Однако если Гегель считает диалектическим такое рассуждение, которое пренебрегает законом противоречия, то он наверняка не сможет найти в науке ни одного примера подобного рассуждения. (Многочисленные примеры, приводимые диалектиками, все без исключения находятся на уровне упоминавшихся примеров Энгельса — когда он рассуждал о зерне и о том, что (—а)2 = а2, — а то и ниже.) На диалектике зиждется не научное рассуждение как таковое, — более или менее успешно описать в терминах диалектического метода можно лишь историю и развитие научных теорий. Как мы уже видели, этот факт не оправдывает характеристики диалектики как “фундаментальной”, поскольку он поддается объяснению и в рамках обычной логики, в терминах метода проб и ошибок.
Главная опасность такого смешения диалектики и логики, как я уже говорил, состоит в том, что оно учит людей догматическому поведению в споре. Действительно, слишком часто приходится наблюдать, как диалектики, испытывая логические затруднения, в качестве последнего средства сообщают своим оппонентам, что их критика ошибочна, поскольку основывается на обычной логике, а не на диалектике, и что стоит им только обратиться к диалектике, как они поймут, что замеченные ими в некоторых доводах диалектиков противоречия вполне законны (а именно, законны с диалектической точки зрения).
(с) Третий элемент гегелевской диалектики основывается на философии тождества. Если разум и действительность тождественны и разум развивается диалектически (как это хорошо видно на примере развития философского мышления), то и действительность должна развиваться диалектически. Мир должен подчиняться законам диалектической логики. (Эта точка зрения была названа “панлогизмом”.) Следовательно, мы должны находить в мире противоречия, которые допускаются диалектической логикой. Именно тот факт, что мир полон противоречий, еще раз разъясняет нам, что закон противоречия должен быть отброшен за негодностью. Ведь этот закон гласит, что никакое внутренне противоречивое высказывание, ни одна пара противоречащих высказываний не могут быть истинными, то есть не могут соответствовать фактам. Иными словами, этот закон предполагает, что противоречие никогда не встречается в природе, то есть в мире фактов, и что факты никак не могут противоречить друг другу. На основании философии тождества разума и действительности утверждается, что поскольку идеи противоречат друг другу, также и факты могут противоречить один другому, и что факты, как и идеи, развиваются благодаря противоречиям, — и поэтому от закона противоречия необходимо отказаться.
Однако если — отвлекшись от того, почему философия тождества (о которой я еще буду говорить) представляется мне полным абсурдом — мы повнимательнее присмотримся к так называемым противоречивым фактам, то поймем, что все предложенные диалектиками примеры выявляют одно — а именно то, что наш мир обнаруживает иногда определенную структуру, которую можно описать, пожалуй, с помощью слова “полярность”. В качестве примера можно взять существование положительного и отрицательного электричества. Только склонностью к метафорам и неопределенности можно объяснить, скажем, утверждение, что положительное и отрицательное электричество противоречат друг другу. Примером настоящего противоречия могли бы послужить два предложения: “данное тело 1 ноября 1938 г. от 9 до 10 часов утра имело положительный заряд” и аналогичное предложение о том же теле, которое в тот же отрезок времени не имело положительного заряда.

***

* [Цель задания]: Продолжите фрагмент о диалектике Гегеля, начав сразу после его последнего предложения. Следующий далее перечень является отдельным материалом и с фрагментом о диалектике Гегеля не связан.

***

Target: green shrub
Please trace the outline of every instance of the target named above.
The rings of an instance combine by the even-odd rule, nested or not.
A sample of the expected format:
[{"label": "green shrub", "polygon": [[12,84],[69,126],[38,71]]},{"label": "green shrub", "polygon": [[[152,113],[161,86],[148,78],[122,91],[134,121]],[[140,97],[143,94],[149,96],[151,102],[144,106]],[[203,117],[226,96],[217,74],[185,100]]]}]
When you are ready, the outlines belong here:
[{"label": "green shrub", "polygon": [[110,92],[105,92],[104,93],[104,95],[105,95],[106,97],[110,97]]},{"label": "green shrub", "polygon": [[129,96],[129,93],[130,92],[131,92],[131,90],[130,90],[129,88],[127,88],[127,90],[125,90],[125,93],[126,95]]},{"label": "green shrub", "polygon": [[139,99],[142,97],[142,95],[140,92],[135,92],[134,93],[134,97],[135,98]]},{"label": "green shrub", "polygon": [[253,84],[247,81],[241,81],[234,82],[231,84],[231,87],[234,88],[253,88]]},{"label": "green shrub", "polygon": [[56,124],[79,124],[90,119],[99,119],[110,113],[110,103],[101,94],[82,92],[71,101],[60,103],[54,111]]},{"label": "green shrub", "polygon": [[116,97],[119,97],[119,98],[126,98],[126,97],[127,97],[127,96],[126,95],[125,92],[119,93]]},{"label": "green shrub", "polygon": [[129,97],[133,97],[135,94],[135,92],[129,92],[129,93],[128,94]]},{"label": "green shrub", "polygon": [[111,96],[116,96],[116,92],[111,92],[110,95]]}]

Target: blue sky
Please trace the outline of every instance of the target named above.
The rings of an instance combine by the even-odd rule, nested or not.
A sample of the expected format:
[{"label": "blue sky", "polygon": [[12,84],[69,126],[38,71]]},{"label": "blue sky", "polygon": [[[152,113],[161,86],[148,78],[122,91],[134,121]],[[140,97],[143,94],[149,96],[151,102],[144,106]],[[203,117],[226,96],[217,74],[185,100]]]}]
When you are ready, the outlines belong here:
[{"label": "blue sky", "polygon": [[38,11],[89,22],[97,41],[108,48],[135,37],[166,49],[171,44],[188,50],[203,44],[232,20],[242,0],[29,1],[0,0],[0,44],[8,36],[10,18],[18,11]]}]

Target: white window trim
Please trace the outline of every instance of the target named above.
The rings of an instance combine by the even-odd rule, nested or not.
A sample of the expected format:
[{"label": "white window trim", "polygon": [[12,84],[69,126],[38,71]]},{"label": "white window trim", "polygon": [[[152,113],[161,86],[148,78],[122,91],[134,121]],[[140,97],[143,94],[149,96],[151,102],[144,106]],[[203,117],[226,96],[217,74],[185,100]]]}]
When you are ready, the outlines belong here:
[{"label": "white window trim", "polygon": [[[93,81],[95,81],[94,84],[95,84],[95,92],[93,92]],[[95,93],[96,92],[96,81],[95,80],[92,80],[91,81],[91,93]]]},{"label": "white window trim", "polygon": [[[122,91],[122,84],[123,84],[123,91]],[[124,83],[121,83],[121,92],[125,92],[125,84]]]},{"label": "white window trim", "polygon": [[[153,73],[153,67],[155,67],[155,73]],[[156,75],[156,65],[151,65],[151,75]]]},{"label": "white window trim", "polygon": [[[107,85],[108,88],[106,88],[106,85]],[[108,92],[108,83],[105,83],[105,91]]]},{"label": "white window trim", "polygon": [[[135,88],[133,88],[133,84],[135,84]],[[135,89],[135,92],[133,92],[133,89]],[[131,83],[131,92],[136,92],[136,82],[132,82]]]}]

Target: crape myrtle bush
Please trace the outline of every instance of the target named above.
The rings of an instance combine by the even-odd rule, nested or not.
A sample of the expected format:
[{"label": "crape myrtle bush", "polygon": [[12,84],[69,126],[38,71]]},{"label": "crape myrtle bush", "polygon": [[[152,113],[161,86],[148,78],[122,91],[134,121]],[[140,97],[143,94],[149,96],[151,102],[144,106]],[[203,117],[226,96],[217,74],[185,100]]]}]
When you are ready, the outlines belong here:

***

* [Письменный ответ]:
Эти два предложения действительно противоречат друг другу; соответственно, противоречивым был бы и тот факт, что некое тело, как целое, в одно и то же время заряжено и положительно, и неположительно, а значит, в одно и то же время и притягивает, и не притягивает тела с отрицательным зарядом. Однако излишне говорить, что подобные противоречивые факты не существуют. (Углубленный анализ мог бы показать, что несуществование таких фактов не является законом, родственным законам физики, а основывается на логике, то есть на правилах употребления научного языка.)
Итак, налицо три момента: (а) диалектическая оппозиция антирационализму Канта и, следовательно, восстановление рационализма на основе “железобетонного” догматизма; (b) включение диалектики в состав логики, основанное на двусмысленности таких выражений, как “разум”, “законы мышления” и так далее; (с) применение диалектики к “миру в целом”, основанное на гегелевском панлогизме и философии тождества. Эти три момента являются, на мой взгляд, основными элементами гегелевской диалектики.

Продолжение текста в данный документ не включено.